- [Tasks]:
1. Reproduce the portion of the article on ancient myths and natural catastrophes between "Author: Francesca Bulian" and "and catastrophes .", inclusive.
2. In the article on ancient myths and natural catastrophes, what is the source of the name of the Younger Dryas?
3. Carry the article on ancient myths and natural catastrophes forward from its final sentence.

- [Passage]:
------------------------------

Author: Francesca Bulian (Universidad de Salamanca, Spain)
When mankind started populating Planet Earth, it was immediately encountered with extraordinary events that it could not fully explain or understand on its own such as great storms, lightning and thunder, earthquakes, volcanic eruptions, floods…. However, like we continue doing today, it is in our nature to seek answers and explanations for numerous natural phenomena; for our ancestors in the majority of cases these answers came from bigger forces, invisible to the naked eye and in possession of inexplicable powers which could manipulate the elements. This is when mankind started worshiping these forces – different Gods – which lead to an immensely vast legacy of legends, myths and sacred texts that, if read closely, can hide descriptions of real natural events and catastrophes .
A bit of catastrophism…
It’s a regular day in the Neolithic, somewhat around the year 6400 BC [2,3]. Imagine to be calmly walking around your settlement in the proximity the Bosporus strait (unaware that this would be probably your last walk) and you suddenly hear an inexplicable noise, comparable to the one next to the Niagara Falls. At the time, in front of such a site you are in shock and do not realize that you are one of the few to testimony of one of the biggest flooding events in human history.
How was the climate at that time? We were, climatically speaking, just coming out from a cold, glacial phase called the Younger Dryas which happened between 12.800 and 11.500 years ago (the name derives from the wild tundra/alpine flower Dryas octopetala that was present at the time) and entering a new warmer geological epoch the Holocene, the one we live in today. An especially warm phase of the Holocene was the Atlantic period (from 6000 to 3000 BC, when the average annual temperatures increase of approximately 7˚C in just a few years ).

------------------------------

- [Raw data]:
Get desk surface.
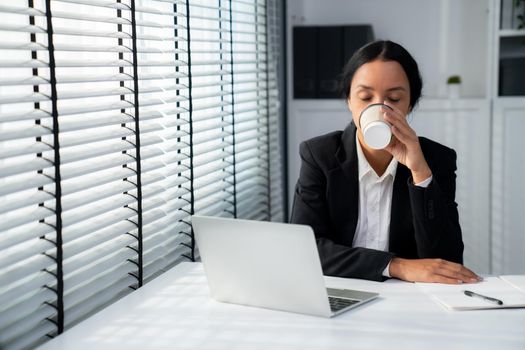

------------------------------

- [Per-task answers]:
1.
Author: Francesca Bulian (Universidad de Salamanca, Spain)
When mankind started populating Planet Earth, it was immediately encountered with extraordinary events that it could not fully explain or understand on its own such as great storms, lightning and thunder, earthquakes, volcanic eruptions, floods…. However, like we continue doing today, it is in our nature to seek answers and explanations for numerous natural phenomena; for our ancestors in the majority of cases these answers came from bigger forces, invisible to the naked eye and in possession of inexplicable powers which could manipulate the elements. This is when mankind started worshiping these forces – different Gods – which lead to an immensely vast legacy of legends, myths and sacred texts that, if read closely, can hide descriptions of real natural events and catastrophes .

2. The wild tundra/alpine flower Dryas octopetala, which was present at the time.

3.
During the cold phase of the Younger Dryas, the sea level was lower than today, making possible a land connection at Bosporus between Europe and Asia. The Black sea was not really a sea, but a huge lake supplied by the Danube, Dnepr and Don rivers. On its coast there were present early settlements of hunters and gatherers, first villages of Neolithic fishermen and farmers started appearing. At the time, however, the Black Sea coastline was one hundred meters lower than the Mediterranean. As the melting of the glaciers was raising the level of the Mediterranean (Atlantic period) at a faster rate than the level of this inland sea/lake, sea water started to impact the Bosporus with a progressively increasing decision, until at a certain point it succeeded in breaking it down. At that point, due to the difference in height between the two seas, the salt water of the Mediterranean began to pour into the Black Sea in form of a large impetuous waterfall. Something similar would have happen to a large dam if it could no longer bear the weight of the water mass. The process lasted for months, inundating hundreds of square kilometers of inhabited land and once the water had filled the Black Sea basin up to its rim, the flow stopped. This represents one of the first natural events of which it is possible to find written documentation, and which has become the subject of various stories and legends: the commonly known Universal Deluge.
What can we find in literature?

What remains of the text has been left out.